─── Record set ───
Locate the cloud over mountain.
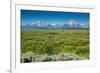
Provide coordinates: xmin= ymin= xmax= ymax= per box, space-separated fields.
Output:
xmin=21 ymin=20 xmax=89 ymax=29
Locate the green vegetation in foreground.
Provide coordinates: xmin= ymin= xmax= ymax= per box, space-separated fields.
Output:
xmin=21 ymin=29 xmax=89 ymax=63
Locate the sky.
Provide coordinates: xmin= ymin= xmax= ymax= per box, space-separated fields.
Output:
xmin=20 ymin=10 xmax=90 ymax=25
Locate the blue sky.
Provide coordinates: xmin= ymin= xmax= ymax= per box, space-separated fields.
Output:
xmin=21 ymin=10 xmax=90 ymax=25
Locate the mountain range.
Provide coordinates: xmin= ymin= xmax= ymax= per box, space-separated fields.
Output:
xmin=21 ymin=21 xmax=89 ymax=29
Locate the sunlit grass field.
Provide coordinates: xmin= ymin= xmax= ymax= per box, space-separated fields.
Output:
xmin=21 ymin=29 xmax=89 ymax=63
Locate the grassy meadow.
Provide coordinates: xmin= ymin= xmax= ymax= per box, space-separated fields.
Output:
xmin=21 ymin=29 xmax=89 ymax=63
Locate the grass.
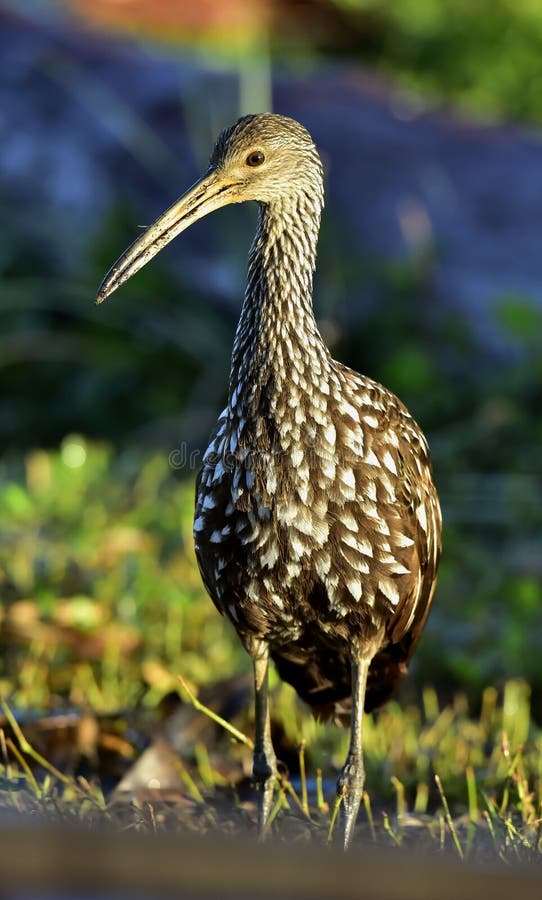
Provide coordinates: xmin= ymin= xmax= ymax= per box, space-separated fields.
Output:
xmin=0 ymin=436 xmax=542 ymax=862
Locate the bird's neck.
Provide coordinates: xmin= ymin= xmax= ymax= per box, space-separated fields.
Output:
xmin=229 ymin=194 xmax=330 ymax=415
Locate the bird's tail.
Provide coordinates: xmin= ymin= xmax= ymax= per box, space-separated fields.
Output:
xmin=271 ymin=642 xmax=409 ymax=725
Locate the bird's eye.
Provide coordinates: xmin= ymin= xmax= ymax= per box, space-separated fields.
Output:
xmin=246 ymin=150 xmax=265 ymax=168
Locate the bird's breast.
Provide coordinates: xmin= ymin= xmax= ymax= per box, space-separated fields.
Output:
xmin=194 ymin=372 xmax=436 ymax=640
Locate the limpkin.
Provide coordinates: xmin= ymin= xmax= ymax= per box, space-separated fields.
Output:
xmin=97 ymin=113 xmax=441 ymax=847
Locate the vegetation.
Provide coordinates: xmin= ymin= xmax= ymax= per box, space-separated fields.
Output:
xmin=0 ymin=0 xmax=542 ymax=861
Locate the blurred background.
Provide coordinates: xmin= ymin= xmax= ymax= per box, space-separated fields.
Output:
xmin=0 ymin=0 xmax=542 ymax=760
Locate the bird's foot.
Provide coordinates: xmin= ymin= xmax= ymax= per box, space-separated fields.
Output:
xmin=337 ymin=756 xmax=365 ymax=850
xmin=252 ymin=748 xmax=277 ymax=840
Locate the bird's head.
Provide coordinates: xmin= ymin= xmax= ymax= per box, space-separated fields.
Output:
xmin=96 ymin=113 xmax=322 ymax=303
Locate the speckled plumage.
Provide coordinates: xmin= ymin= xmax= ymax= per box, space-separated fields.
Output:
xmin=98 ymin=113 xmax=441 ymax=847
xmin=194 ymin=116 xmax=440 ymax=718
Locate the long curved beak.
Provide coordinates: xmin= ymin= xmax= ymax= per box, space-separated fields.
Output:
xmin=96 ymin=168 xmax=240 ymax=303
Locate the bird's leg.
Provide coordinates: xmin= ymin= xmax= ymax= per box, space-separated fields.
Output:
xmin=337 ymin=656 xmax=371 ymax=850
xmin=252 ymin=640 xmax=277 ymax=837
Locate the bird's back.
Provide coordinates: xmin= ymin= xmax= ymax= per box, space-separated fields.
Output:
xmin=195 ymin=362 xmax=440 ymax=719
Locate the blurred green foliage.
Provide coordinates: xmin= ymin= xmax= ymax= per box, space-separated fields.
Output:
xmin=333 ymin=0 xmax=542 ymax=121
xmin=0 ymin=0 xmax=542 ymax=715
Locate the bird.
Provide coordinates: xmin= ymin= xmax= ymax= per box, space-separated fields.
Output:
───
Could you rewrite all of the material above with every "Locate" replaced by "Find", changing nothing else and leaving the pictures out?

# Result of the exercise
Find the cloud over mountain.
Provide coordinates: xmin= ymin= xmax= ymax= per box, space-separated fields.
Output:
xmin=21 ymin=20 xmax=89 ymax=29
Find the green vegetation in foreground.
Provide coordinates: xmin= ymin= xmax= ymax= per box, space-separated fields.
Output:
xmin=21 ymin=29 xmax=89 ymax=63
Find the sky.
Provide coordinates: xmin= ymin= xmax= ymax= per box, space-separated fields.
Output:
xmin=20 ymin=10 xmax=90 ymax=25
Find the blue sky.
Provide coordinates: xmin= ymin= xmax= ymax= per box, space-separated fields.
Output:
xmin=21 ymin=10 xmax=90 ymax=25
Find the mountain range.
Provide coordinates: xmin= ymin= xmax= ymax= per box, space-separated fields.
Output:
xmin=21 ymin=21 xmax=89 ymax=29
Find the sunlit grass field.
Provide coordinates: xmin= ymin= xmax= ymax= per box, space-separated fields.
Output:
xmin=21 ymin=29 xmax=89 ymax=63
Find the grassy meadow.
Provide coordinates: xmin= ymin= xmax= ymax= per box, space-separated fields.
Output:
xmin=21 ymin=29 xmax=89 ymax=63
Find the grass.
Provide coordinates: xmin= ymin= xmax= ymax= per box, space-separated fields.
Output:
xmin=0 ymin=436 xmax=542 ymax=862
Find the bird's neck.
Provide coordinates: xmin= ymin= xmax= ymax= per box, space-separated fields.
Output:
xmin=229 ymin=194 xmax=330 ymax=415
Find the bird's tail.
Provide coordinates: xmin= ymin= xmax= ymax= per box, space-separated fields.
Output:
xmin=271 ymin=642 xmax=409 ymax=725
Find the bird's eye.
Provide coordinates: xmin= ymin= xmax= ymax= per box, space-separated fields.
Output:
xmin=246 ymin=150 xmax=265 ymax=168
Find the bird's breast.
Provide coordinates: xmin= ymin= xmax= ymax= per box, space-separated fields.
Output:
xmin=194 ymin=372 xmax=436 ymax=640
Find the limpkin.
Provide coordinates: xmin= ymin= xmax= ymax= per box, space-separated fields.
Output:
xmin=97 ymin=113 xmax=441 ymax=847
Find the vegetation.
Provide coordinates: xmin= ymin= xmax= ymax= per box, space-separated fields.
Output:
xmin=0 ymin=0 xmax=542 ymax=861
Find the blurred background.
Provide coordinates: xmin= ymin= xmax= ymax= per box, space-separated fields.
Output:
xmin=0 ymin=0 xmax=542 ymax=760
Find the bird's foot.
Provide coordinates: xmin= ymin= xmax= ymax= per box, space-separated fields.
Output:
xmin=337 ymin=756 xmax=365 ymax=850
xmin=252 ymin=748 xmax=277 ymax=840
Find the bird's head.
Provide coordinates: xmin= ymin= xmax= ymax= per box, space-separated fields.
Output:
xmin=96 ymin=113 xmax=322 ymax=303
Find the speckled plumage.
Provide coordinates: xmin= ymin= xmax= ymax= per box, space-separated fields.
Output:
xmin=98 ymin=113 xmax=441 ymax=847
xmin=194 ymin=116 xmax=440 ymax=718
Find the long curved beak.
Provide coordinates: xmin= ymin= xmax= ymax= per box, space-separated fields.
Output:
xmin=96 ymin=168 xmax=240 ymax=303
Find the bird's leg.
Provide coordinates: xmin= ymin= xmax= ymax= per box, space-separated fields.
Output:
xmin=337 ymin=656 xmax=371 ymax=850
xmin=252 ymin=640 xmax=277 ymax=837
Find the bird's back.
Provide coordinates: xmin= ymin= xmax= ymax= per box, space-separated fields.
Output:
xmin=195 ymin=362 xmax=440 ymax=719
Find the blurred green foliage.
Provide coordinates: xmin= ymin= xmax= ymax= per box, space-separated fields.
Output:
xmin=333 ymin=0 xmax=542 ymax=121
xmin=0 ymin=0 xmax=542 ymax=715
Find the bird.
Provide coordinates: xmin= ymin= xmax= ymax= per box, space-separated fields.
Output:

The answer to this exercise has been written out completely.